---------- Text passage ----------
Copies of that budget were mailed to your homes by the finance committee this past week, and I trust you have had time to study them a bit further. I hope you visualize not only financial figures, but what they mean in terms of Christian service; the Christian training of our children and ourselves in the church school, the ministry of the word, of pastoral service, of comfort and of consecration; the ministry of music; the sharing of denominational responsibility; the sharing of the gospel of Good News with others near and far in Our Christian World Mission; the maintenance of the housing we need for these services. You know that we propose to maintain our mission giving at the present level; that we expect to complete our quota for the denomination’s Building Loan Fund which revolves to help get new church buildings started in new and fast-growing communities; that the trustees feel we must start a fund for a new manse, since they have some doubts of putting further substantial sums into the present residence. You know that there is needed about a 25% increase in pledged giving to meet this ambitious budget. And I trust you know that each item represents a need and a vision of useful service.

With your giving you can maintain a place of worship; the means of significant worship itself; you can carry the gospel to many, many places beyond our own limits. You can lay up treasure where it will be invested in the happy growth of your own spirit and the hopeful future of countless other lives.
---------- Data lines ----------
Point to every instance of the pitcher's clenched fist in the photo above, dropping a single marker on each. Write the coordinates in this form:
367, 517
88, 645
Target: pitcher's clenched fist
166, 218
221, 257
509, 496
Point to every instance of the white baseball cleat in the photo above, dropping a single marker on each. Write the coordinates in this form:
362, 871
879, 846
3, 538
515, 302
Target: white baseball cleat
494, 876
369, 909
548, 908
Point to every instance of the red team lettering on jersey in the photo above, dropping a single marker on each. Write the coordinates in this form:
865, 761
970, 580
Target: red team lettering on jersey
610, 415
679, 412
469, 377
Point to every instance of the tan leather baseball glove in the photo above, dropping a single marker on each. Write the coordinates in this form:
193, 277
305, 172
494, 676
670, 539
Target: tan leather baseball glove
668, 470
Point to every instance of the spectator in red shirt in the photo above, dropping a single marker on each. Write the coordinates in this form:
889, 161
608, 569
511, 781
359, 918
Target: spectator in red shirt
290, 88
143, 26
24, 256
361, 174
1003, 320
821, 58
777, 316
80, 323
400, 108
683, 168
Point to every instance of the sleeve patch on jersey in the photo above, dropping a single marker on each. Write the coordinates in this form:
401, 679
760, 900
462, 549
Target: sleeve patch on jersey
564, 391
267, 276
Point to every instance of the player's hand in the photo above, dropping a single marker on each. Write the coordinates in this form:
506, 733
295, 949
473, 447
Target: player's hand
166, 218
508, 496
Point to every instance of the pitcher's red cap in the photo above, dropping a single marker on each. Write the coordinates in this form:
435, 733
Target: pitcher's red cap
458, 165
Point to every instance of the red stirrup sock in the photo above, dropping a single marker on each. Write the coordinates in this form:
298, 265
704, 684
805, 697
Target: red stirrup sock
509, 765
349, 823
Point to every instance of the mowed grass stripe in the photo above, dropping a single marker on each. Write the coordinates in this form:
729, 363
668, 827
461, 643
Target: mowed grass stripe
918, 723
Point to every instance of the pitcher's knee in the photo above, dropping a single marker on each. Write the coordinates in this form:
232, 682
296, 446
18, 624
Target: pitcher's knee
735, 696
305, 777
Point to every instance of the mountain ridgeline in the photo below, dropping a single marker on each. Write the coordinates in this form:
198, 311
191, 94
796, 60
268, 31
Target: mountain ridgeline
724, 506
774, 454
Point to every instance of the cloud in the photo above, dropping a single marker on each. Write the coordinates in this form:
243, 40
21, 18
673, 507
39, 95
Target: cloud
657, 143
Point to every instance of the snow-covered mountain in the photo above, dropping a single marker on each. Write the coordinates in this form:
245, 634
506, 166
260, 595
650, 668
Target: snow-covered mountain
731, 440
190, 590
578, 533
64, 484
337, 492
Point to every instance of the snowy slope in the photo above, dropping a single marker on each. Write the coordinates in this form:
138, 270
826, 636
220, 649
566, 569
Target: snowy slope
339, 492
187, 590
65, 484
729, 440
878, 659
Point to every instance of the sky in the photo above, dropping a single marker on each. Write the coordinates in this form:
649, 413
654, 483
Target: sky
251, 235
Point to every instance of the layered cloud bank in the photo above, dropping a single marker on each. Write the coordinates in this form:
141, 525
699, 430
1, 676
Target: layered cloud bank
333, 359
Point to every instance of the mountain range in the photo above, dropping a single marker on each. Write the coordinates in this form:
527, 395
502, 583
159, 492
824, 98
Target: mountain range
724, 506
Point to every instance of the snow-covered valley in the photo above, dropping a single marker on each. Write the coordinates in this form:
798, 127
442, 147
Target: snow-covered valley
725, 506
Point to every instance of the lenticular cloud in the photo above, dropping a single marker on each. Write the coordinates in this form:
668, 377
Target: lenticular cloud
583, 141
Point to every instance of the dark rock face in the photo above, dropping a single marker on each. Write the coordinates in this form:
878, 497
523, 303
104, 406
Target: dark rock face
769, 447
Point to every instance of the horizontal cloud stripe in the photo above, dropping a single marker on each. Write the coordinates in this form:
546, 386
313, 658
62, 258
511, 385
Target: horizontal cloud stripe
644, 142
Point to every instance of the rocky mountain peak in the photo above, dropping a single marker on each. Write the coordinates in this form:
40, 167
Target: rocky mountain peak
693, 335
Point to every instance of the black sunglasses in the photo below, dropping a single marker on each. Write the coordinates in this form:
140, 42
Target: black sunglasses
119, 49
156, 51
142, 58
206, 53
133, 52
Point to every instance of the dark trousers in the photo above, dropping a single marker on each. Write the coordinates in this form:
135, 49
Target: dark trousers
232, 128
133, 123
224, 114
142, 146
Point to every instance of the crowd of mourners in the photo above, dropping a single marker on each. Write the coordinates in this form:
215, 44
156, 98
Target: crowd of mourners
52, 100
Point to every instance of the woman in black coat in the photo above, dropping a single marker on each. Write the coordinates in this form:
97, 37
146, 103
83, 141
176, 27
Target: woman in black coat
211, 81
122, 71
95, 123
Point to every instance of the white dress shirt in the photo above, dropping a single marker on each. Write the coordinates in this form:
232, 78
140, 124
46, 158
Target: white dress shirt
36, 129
----------
Tasks:
• a. Reproduce the portion of the budget appeal between "With your giving" and "countless other lives.", inclusive.
• b. Answer these questions from the budget appeal:
(i) Who mailed copies of the budget to the homes?
(ii) What do the trustees feel a fund must be started for?
(iii) About what percentage increase in pledged giving is needed to meet the budget?

Solutions to each task:
• a.
With your giving you can maintain a place of worship; the means of significant worship itself; you can carry the gospel to many, many places beyond our own limits. You can lay up treasure where it will be invested in the happy growth of your own spirit and the hopeful future of countless other lives.

• b.
(i) The finance committee
(ii) A new manse
(iii) About 25%